== WHAT IS REQUIRED ==
All lines from the line containing "[spot] the wood grain" up to and including the last line of the listing below should be echoed exactly; no other lines belong in the response.

(Location annotation dataset excerpts)

· · · · · · ·

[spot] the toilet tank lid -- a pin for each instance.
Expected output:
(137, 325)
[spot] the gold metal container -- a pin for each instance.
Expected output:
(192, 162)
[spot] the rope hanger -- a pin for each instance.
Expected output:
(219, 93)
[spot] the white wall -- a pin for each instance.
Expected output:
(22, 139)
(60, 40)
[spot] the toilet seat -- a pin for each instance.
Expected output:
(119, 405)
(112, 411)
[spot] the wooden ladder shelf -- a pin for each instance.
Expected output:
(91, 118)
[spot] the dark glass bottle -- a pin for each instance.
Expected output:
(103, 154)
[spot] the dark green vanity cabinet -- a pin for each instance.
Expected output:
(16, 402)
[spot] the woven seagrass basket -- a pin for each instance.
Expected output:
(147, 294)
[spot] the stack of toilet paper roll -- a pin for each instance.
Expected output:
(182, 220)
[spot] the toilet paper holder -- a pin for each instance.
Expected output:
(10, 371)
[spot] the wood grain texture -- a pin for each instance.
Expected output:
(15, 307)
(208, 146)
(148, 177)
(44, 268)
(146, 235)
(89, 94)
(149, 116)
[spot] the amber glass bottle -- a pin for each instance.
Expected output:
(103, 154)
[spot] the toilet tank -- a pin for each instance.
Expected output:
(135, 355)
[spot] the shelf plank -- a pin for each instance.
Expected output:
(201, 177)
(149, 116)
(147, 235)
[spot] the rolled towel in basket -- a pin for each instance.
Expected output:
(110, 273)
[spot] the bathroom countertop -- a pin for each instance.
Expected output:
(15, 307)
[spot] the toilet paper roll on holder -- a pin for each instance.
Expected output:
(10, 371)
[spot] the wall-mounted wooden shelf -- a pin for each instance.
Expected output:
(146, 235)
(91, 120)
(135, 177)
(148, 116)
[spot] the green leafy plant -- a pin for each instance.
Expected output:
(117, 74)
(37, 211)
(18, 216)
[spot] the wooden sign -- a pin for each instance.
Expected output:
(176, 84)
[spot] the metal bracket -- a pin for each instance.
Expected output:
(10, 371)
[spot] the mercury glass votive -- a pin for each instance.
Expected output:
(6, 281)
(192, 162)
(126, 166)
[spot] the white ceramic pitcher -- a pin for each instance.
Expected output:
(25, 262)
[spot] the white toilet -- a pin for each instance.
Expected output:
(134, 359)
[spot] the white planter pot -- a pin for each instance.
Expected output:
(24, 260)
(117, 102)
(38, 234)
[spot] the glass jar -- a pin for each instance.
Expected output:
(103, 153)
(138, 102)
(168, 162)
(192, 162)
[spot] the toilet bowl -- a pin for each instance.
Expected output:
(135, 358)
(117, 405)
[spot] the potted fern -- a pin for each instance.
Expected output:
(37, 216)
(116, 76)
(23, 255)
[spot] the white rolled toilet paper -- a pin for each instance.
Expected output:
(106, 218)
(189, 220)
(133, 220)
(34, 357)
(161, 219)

· · · · · · ·

== EXPECTED ANSWER ==
[spot] the wood grain texture -- a pin for each instance.
Expected output:
(15, 307)
(208, 146)
(148, 177)
(44, 268)
(146, 235)
(89, 94)
(149, 116)
[spot] the amber glass bottle -- a pin for each instance.
Expected output:
(103, 154)
[spot] the toilet tank -- a pin for each instance.
Expected output:
(135, 355)
[spot] the shelf plank -- a pin for each instance.
Expected output:
(201, 177)
(149, 116)
(147, 235)
[spot] the rolled towel in basket -- a pin for each instance.
Expected output:
(110, 273)
[spot] the bathroom countertop -- a pin for each instance.
Expected output:
(15, 307)
[spot] the toilet paper roll on holder -- a pin for each instance.
Expected output:
(10, 371)
[spot] the wall-mounted wooden shelf -- a pin for each instance.
Expected output:
(146, 235)
(91, 120)
(135, 177)
(148, 116)
[spot] the green leafy plant -- a pin for each instance.
Expected output:
(117, 74)
(37, 211)
(18, 216)
[spot] the wooden sign -- a pin for each instance.
Expected output:
(176, 84)
[spot] the metal bracket -- a pin for each instance.
Expected output:
(10, 371)
[spot] the mercury glass votive -- a pin for each instance.
Expected output:
(6, 281)
(192, 162)
(126, 166)
[spot] the white ceramic pitcher -- a pin for each instance.
Expected output:
(25, 262)
[spot] the white toilet -- a pin for each instance.
Expected output:
(134, 359)
[spot] the white planter pot -- a pin for each instance.
Expected output:
(24, 260)
(117, 102)
(38, 234)
[spot] the glass jar -- a pin for each instance.
Expected output:
(103, 153)
(138, 102)
(168, 162)
(192, 162)
[spot] the toilet bowl -- a pin for each instance.
Expected output:
(135, 358)
(117, 405)
[spot] the potted fern -- a pin for each instance.
Expected output:
(37, 216)
(116, 76)
(23, 255)
[spot] the white rolled toilet paper -- a pin for each instance.
Expected output:
(106, 218)
(189, 220)
(133, 220)
(34, 357)
(161, 219)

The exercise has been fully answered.